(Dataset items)
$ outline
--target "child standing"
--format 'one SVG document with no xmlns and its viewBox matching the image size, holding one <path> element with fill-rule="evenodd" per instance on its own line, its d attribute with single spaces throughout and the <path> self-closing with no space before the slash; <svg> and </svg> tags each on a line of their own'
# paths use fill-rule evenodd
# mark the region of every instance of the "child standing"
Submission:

- [Exercise brief]: Return every line of the listing above unchanged, in its original order.

- [Response]:
$ outline
--target "child standing"
--format 'one SVG document with no xmlns and its viewBox matching the image size, holding one <path> element with fill-rule="evenodd" per instance on its own line, its d attribute with single spaces throughout and the <path> self-closing with no space before the slash; <svg> and </svg> tags each on a line of their own'
# paths use fill-rule evenodd
# mark the region of every instance of the "child standing"
Submission:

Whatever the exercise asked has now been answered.